» **Objectif**
Extrayez du matériel ci-dessous toutes les lignes où figure la chaîne « flag », en tenant compte de la casse.

═════ Données à traiter

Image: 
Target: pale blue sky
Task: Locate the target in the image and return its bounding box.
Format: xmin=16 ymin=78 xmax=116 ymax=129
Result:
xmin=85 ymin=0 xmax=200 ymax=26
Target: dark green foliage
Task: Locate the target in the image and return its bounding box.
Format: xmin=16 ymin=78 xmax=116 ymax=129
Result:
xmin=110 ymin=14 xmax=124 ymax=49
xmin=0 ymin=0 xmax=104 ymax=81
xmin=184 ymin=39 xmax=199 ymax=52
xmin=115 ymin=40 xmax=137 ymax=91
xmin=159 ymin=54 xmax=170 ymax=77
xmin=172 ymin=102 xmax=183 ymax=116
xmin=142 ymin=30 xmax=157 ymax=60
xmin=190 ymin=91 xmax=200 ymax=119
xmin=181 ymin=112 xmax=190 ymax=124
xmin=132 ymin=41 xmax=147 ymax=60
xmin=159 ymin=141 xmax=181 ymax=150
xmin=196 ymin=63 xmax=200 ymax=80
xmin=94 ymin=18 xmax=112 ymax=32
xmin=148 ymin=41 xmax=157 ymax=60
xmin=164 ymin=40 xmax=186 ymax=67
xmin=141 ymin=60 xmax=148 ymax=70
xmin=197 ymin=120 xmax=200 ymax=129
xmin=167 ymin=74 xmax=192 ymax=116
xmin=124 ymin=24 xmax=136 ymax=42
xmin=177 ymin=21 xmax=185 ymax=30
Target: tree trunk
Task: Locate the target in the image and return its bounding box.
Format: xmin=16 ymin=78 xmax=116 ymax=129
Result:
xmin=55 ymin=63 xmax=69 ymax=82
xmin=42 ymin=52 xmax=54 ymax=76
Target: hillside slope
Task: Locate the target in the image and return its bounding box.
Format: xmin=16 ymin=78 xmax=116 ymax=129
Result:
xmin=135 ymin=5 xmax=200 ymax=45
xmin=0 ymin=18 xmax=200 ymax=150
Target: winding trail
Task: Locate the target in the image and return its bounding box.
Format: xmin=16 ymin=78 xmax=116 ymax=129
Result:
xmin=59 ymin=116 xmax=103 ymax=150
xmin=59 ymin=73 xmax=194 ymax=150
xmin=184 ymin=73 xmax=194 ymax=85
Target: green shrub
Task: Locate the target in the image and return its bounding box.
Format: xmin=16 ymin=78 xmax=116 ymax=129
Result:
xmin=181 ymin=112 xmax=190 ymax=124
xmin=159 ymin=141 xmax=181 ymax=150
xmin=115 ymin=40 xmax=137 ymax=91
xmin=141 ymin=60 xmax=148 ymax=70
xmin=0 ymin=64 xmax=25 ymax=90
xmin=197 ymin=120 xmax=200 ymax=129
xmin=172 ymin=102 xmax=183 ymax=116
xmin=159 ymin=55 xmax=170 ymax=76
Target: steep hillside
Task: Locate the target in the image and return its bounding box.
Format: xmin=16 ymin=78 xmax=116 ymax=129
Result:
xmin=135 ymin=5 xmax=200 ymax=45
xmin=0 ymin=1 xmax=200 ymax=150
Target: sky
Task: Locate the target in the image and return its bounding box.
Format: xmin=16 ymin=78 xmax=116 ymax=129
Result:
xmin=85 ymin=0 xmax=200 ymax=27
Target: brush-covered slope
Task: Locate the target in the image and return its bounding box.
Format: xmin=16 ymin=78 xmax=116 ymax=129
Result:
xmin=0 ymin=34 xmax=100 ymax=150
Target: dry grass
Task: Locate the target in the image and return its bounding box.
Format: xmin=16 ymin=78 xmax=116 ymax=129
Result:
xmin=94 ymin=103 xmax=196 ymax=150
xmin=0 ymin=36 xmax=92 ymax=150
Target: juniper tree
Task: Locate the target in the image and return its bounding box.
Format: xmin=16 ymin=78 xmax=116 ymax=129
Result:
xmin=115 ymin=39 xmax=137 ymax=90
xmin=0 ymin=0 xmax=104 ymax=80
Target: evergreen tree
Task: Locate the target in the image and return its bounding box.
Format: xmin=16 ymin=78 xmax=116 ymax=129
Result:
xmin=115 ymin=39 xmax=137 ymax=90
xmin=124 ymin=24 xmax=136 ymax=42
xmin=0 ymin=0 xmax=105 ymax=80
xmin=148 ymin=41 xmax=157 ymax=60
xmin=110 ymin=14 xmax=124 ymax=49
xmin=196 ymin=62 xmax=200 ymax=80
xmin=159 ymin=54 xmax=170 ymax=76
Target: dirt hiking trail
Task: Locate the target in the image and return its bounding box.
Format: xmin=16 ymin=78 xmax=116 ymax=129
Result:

══════════
═════ Données à traiter

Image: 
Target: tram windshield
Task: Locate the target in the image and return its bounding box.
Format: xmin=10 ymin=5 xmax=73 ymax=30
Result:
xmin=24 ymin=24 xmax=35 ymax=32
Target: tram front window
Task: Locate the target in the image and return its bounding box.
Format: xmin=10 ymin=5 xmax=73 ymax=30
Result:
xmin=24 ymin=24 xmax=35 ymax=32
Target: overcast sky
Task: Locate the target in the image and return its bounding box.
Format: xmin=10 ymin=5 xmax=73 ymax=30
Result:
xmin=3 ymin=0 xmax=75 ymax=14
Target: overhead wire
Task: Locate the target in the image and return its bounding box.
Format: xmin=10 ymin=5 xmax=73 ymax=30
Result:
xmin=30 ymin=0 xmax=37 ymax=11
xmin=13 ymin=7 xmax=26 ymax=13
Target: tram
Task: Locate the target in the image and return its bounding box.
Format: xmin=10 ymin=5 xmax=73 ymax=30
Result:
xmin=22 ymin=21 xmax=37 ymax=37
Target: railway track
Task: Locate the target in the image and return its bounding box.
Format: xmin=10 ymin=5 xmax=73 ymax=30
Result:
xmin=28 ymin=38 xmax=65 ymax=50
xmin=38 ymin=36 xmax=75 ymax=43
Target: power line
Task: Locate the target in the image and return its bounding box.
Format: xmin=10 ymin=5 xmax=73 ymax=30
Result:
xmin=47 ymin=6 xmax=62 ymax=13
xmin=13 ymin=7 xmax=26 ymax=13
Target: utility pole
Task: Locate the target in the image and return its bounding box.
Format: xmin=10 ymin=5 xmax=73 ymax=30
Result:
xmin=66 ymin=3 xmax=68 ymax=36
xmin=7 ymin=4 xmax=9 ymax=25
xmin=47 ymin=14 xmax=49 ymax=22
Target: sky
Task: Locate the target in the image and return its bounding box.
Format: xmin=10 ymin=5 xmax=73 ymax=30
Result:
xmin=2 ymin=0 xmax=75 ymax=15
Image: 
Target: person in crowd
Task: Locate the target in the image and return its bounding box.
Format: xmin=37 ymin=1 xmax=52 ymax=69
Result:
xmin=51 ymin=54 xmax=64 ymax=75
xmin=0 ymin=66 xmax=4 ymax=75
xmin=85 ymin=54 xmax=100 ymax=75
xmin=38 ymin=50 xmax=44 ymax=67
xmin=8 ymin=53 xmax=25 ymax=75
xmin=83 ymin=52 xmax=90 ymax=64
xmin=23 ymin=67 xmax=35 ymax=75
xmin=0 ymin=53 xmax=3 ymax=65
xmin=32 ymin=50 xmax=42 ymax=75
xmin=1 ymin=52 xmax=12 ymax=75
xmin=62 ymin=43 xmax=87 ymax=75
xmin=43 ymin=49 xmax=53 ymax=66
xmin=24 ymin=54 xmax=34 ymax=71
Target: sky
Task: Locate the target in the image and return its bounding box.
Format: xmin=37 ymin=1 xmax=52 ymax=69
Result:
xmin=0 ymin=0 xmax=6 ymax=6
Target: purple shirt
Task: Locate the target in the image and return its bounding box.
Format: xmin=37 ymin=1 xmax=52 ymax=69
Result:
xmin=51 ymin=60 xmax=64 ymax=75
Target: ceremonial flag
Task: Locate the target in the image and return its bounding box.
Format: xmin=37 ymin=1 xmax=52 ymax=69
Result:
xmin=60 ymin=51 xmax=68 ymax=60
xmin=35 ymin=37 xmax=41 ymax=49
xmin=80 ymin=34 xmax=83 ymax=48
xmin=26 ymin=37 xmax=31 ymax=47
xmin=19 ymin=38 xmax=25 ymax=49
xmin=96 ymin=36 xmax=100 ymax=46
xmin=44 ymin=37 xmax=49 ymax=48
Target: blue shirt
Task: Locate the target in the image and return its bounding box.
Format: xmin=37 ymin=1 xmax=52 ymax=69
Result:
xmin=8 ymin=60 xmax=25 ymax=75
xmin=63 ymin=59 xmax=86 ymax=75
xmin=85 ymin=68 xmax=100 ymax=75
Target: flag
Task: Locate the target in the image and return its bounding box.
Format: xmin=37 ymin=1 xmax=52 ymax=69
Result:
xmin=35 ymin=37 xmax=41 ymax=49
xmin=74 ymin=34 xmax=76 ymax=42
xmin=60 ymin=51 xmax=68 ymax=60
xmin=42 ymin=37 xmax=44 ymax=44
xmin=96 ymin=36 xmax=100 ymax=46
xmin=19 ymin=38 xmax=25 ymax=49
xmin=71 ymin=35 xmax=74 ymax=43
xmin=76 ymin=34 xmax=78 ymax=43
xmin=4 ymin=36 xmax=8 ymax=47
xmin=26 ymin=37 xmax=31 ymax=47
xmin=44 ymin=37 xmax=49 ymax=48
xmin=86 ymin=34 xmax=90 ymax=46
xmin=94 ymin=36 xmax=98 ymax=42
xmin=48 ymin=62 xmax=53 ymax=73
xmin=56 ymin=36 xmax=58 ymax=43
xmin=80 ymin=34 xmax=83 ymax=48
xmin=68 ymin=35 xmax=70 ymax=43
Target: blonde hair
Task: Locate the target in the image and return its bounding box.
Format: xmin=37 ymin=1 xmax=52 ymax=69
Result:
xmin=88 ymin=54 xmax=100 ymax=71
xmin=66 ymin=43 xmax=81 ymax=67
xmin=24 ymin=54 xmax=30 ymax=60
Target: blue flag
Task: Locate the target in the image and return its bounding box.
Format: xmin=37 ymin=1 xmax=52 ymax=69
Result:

══════════

» **Résultat**
Target: ceremonial flag
Target: flag
Target: blue flag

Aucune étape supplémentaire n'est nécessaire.